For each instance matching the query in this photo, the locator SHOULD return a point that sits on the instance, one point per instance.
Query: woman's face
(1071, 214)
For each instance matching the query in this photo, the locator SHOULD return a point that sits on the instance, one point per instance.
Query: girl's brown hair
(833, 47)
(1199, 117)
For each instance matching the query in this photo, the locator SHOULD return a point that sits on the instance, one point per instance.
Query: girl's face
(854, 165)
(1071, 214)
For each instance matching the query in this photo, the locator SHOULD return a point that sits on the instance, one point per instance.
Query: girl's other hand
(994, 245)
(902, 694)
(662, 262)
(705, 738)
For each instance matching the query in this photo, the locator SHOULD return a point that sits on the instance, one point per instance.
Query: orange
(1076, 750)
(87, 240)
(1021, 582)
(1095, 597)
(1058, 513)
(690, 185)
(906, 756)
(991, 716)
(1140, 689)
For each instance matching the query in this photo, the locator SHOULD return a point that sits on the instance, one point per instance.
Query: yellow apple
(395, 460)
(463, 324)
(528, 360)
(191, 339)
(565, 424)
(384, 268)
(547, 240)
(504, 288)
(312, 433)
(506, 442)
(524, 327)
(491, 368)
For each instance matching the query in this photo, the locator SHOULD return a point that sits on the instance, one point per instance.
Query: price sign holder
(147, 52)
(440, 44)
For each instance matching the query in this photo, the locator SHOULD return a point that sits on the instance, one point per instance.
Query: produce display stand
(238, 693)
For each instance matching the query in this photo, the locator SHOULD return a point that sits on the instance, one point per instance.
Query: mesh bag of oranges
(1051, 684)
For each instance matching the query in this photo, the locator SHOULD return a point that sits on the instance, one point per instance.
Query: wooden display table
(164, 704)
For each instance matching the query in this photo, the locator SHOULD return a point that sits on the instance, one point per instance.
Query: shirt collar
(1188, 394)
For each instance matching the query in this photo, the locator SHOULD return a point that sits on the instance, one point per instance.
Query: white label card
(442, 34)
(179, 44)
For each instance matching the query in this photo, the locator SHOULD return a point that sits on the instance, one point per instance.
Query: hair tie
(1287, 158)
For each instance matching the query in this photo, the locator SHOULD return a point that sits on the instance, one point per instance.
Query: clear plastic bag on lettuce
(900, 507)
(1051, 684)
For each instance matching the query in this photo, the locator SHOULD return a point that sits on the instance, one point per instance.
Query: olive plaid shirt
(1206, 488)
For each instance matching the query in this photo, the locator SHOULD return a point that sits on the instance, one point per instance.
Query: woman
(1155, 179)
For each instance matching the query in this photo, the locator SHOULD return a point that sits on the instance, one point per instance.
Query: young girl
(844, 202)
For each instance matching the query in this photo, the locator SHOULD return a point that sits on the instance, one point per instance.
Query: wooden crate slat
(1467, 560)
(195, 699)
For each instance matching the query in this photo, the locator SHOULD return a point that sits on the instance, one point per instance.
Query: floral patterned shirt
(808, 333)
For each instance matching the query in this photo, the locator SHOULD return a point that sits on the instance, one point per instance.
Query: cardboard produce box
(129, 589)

───

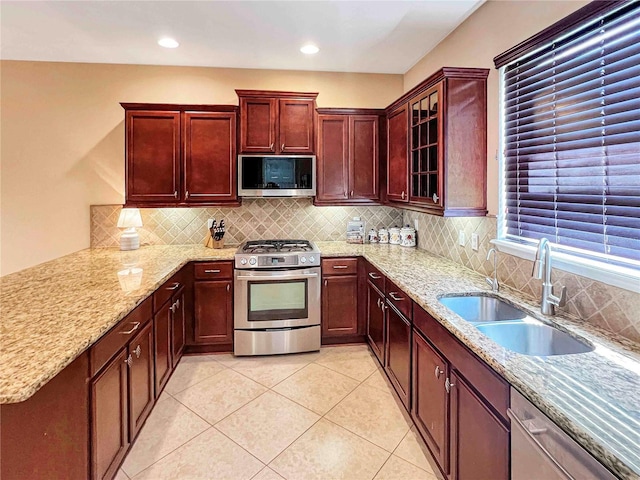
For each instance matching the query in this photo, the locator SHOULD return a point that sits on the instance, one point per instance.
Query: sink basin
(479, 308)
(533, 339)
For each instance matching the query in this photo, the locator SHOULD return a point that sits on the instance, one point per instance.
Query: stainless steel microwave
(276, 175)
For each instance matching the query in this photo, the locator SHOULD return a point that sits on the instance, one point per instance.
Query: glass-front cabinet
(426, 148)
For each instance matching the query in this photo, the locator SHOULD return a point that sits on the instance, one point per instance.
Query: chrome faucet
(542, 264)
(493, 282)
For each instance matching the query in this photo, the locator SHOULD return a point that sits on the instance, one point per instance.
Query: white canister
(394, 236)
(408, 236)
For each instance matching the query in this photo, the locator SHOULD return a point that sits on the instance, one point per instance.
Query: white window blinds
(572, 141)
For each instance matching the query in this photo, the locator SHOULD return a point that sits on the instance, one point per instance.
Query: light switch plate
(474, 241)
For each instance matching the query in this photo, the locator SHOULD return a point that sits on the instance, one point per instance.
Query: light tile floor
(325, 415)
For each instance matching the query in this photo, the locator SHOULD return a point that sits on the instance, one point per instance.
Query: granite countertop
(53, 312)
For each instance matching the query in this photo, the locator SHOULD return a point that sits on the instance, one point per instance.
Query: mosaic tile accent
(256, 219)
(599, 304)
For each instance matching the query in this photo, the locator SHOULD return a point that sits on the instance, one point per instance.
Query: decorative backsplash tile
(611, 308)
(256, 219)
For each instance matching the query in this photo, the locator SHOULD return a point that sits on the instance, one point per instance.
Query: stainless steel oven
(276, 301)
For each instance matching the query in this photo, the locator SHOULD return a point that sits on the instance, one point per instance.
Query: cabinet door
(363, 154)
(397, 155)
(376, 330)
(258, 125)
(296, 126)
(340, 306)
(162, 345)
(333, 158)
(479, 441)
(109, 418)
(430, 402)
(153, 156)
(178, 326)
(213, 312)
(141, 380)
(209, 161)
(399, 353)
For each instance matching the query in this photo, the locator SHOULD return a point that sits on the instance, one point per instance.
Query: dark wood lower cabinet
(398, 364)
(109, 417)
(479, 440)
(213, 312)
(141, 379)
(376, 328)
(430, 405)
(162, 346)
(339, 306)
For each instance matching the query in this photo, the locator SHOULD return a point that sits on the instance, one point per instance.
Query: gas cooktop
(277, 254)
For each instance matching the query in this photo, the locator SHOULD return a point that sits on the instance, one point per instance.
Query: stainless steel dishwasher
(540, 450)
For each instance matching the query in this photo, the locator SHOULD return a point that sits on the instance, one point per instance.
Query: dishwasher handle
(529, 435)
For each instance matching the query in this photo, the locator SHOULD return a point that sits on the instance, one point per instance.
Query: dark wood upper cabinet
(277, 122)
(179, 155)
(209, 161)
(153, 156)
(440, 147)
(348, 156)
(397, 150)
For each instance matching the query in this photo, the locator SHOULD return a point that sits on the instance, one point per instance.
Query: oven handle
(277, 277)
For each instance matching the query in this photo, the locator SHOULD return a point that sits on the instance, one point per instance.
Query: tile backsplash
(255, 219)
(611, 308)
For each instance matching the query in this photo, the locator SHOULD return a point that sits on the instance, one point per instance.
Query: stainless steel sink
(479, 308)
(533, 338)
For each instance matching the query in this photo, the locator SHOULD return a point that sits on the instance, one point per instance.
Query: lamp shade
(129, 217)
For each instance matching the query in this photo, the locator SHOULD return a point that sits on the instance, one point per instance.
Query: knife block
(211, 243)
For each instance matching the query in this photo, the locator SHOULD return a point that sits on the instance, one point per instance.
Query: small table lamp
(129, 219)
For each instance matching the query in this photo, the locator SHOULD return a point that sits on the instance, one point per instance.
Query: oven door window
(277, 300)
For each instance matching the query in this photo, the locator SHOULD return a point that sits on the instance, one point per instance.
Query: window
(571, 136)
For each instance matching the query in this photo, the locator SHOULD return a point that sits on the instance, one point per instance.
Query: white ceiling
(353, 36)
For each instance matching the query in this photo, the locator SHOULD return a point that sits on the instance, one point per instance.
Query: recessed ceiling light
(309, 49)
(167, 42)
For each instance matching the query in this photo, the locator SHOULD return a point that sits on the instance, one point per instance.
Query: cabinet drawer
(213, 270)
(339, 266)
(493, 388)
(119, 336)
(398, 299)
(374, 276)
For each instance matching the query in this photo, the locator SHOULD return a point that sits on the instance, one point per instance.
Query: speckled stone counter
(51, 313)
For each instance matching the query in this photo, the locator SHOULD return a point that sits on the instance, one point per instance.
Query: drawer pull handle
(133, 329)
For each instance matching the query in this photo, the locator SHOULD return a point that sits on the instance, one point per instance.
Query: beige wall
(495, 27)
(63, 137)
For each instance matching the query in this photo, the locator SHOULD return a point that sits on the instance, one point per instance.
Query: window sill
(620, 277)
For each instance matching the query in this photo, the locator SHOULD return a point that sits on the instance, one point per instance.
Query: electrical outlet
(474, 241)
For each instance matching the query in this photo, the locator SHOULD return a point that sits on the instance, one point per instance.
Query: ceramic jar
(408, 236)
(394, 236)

───

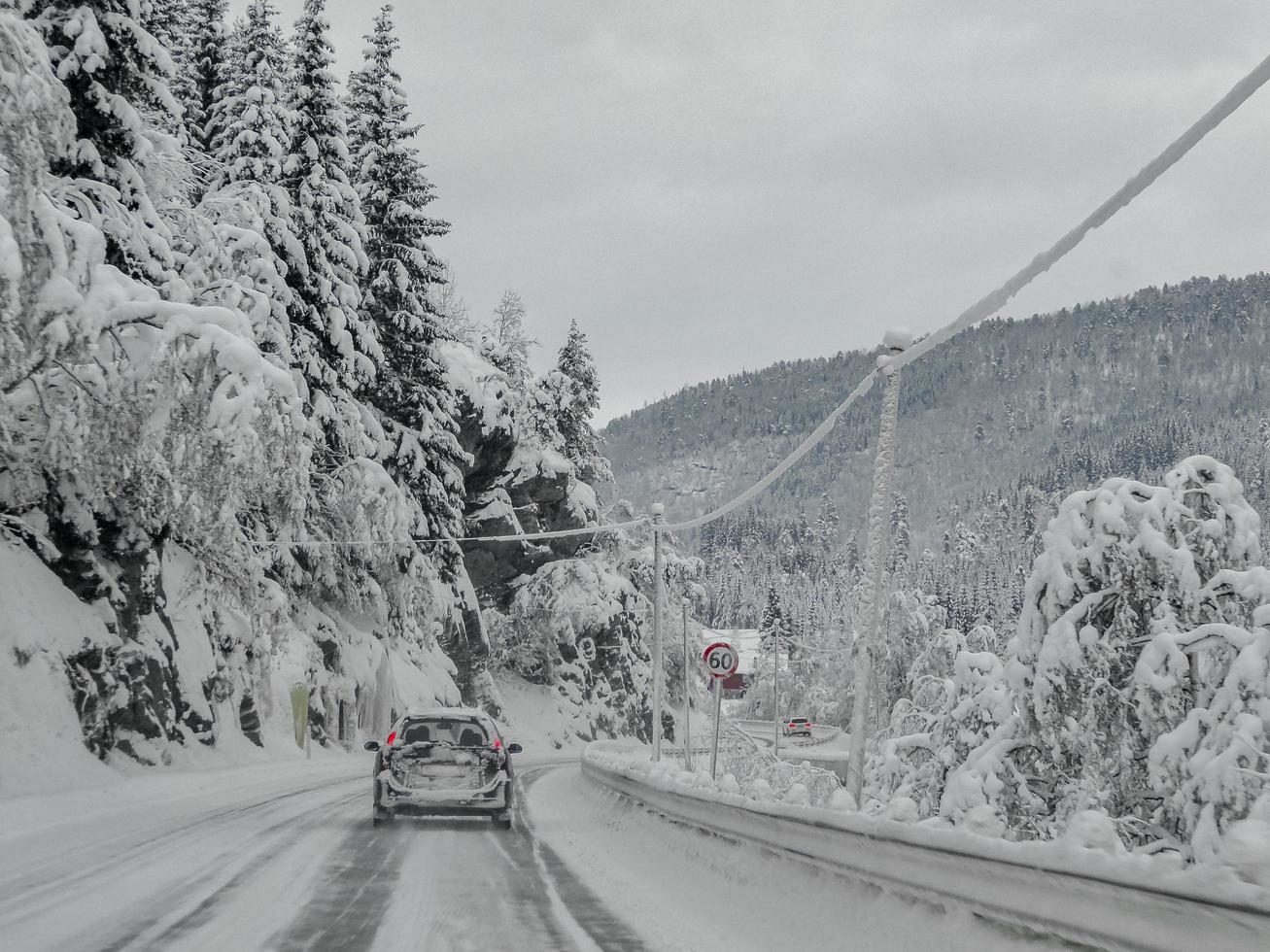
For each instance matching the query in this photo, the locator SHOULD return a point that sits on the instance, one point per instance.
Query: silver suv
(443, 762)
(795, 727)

───

WHAT IS REQUIRED ->
Please pick out every line in the rows above that contains the word "lamp". Case counts.

EXERCISE RESULT ->
Query: lamp shade
Query: small table lamp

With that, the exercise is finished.